Copy every one of the records below word for word, leaving out the pictures.

Part of a data file:
● ● ●

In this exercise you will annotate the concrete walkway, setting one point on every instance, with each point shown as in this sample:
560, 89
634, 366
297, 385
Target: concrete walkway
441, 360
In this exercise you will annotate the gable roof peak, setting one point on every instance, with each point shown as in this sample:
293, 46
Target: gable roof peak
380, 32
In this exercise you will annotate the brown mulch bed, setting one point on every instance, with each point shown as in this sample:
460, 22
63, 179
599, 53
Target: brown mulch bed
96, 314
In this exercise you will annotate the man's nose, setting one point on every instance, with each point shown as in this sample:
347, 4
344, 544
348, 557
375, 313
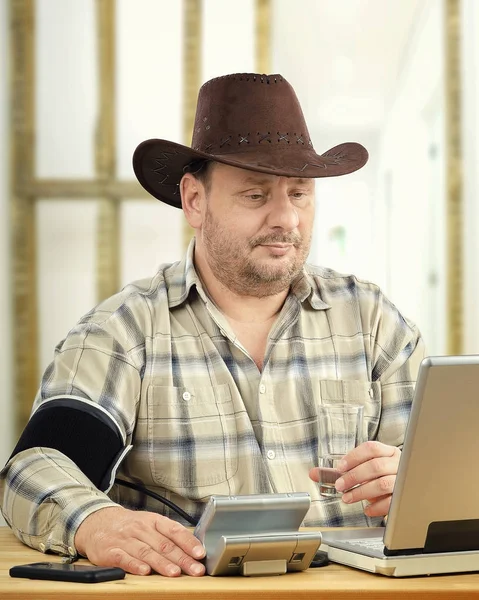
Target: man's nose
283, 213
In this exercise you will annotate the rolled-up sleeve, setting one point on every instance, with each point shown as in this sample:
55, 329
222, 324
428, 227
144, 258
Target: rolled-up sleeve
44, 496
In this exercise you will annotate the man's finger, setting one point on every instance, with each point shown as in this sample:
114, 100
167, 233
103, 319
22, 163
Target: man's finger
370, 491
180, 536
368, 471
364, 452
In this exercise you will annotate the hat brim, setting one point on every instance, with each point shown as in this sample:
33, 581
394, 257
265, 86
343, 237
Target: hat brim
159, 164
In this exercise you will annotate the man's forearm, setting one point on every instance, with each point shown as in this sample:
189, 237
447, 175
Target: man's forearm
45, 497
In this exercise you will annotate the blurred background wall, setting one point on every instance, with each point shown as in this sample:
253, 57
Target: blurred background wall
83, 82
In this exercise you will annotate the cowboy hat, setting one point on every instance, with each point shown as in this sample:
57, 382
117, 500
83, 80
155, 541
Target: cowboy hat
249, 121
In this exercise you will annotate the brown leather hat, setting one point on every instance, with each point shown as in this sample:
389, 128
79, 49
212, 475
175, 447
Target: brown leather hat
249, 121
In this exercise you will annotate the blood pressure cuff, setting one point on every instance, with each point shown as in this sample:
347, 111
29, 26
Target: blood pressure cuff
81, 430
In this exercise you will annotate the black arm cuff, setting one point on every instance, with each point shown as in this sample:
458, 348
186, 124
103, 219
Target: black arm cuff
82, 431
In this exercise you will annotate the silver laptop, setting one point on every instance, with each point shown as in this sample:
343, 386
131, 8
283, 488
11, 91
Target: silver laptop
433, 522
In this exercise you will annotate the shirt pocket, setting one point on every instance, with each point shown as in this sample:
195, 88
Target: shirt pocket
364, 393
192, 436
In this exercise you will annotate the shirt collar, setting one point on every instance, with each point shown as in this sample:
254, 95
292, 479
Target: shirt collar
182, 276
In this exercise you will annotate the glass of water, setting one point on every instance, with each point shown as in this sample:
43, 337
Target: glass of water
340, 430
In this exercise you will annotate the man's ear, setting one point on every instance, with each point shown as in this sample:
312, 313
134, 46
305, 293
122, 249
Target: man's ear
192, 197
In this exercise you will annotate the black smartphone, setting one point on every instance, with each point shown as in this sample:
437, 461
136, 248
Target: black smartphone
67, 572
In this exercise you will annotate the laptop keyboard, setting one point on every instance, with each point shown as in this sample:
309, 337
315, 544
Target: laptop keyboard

● ● ●

■ **The solution**:
In this exercise you will annotate the concrete walkway, setting one point on every instance, with each point shown as in this sample:
560, 89
634, 366
297, 385
Target: concrete walkway
441, 360
In this exercise you will annotate the gable roof peak, setting one point on every instance, with each point shown as in this sample:
293, 46
Target: gable roof peak
380, 32
In this exercise you will annotate the brown mulch bed, setting one point on every instance, with each point shown as in this sample:
460, 22
63, 179
599, 53
Target: brown mulch bed
96, 314
In this exercise you will annotate the man's nose, setting one point on every instance, with each point shown as in this sample:
347, 4
344, 544
348, 557
375, 313
Target: man's nose
283, 213
In this exercise you will annotate the rolled-up sleeve, setting one point on every instance, with each point shown as in this sample:
55, 329
222, 324
428, 227
144, 258
Target: rolled-up sleeve
44, 496
In this exercise you will annotate the man's finger, setting one point on every instance, with each point shown as in this sample:
114, 100
167, 233
103, 319
22, 163
Target: man's finger
370, 491
180, 536
368, 471
364, 452
In this exercise you will annotate the hat brim, setting one point on every instance, with each point shown as in this sample:
33, 581
394, 257
265, 86
343, 237
Target: hat brim
159, 164
In this exercise you will annotate the man's forearm, setting one point on every instance, with each point shown as in this sample:
189, 237
447, 175
Target: man's forearm
45, 497
In this exercise you will annotate the blurred background wall, setting one point on every instance, with each point shown as in this sample:
253, 57
Target: blurred background wall
83, 82
In this exercise you will annotate the cowboy hat, setting one point on every instance, with each point shown as in this sample:
57, 382
117, 500
83, 80
155, 541
Target: cowboy hat
249, 121
In this exercise you will annotate the brown leather hat, setting one point on every instance, with each point shown as in this sample:
389, 128
79, 49
212, 475
175, 447
Target: brown leather hat
249, 121
In this exercise you will annotate the blood pressure cuff, setting one point on every instance, with each point shown as in this sample:
347, 111
29, 26
Target: blood pressure cuff
81, 430
In this exercise you will annotate the black arm cuff, setting one point on every instance, with each point shown as in this sample:
458, 348
186, 124
103, 219
Target: black arm cuff
82, 431
In this exercise you will annotate the silver laptop, setting one point on every instance, with each point shown as in this sample:
343, 386
131, 8
283, 488
11, 91
Target: silver laptop
433, 522
In this exercise you will annotate the shirt pocket, setting one point on every instance, with each point shown as in this sample:
195, 88
Target: shirt pocket
364, 393
192, 436
In this exercise you will annotate the shirt collar, setting one point on every instance, with each point shown as in this sample:
254, 95
292, 479
Target: shirt collar
182, 276
In this exercise you will annotate the glass of water, setting one point on every instance, with each point shown as in this sample:
43, 337
Target: glass of water
340, 430
In this exercise you will annotate the man's ear, setting one point on every instance, with each point shown as in this sample:
312, 313
134, 46
305, 293
122, 249
Target: man's ear
192, 197
In this exercise you will annotate the black smartphone, setting one point on every instance, with each point shown as in this sample:
437, 461
136, 248
Target: black smartphone
67, 572
In this exercise you will annotate the laptop keyboard, setting one point on every instance, with each point shown as in this sample:
309, 337
315, 544
Target: laptop keyboard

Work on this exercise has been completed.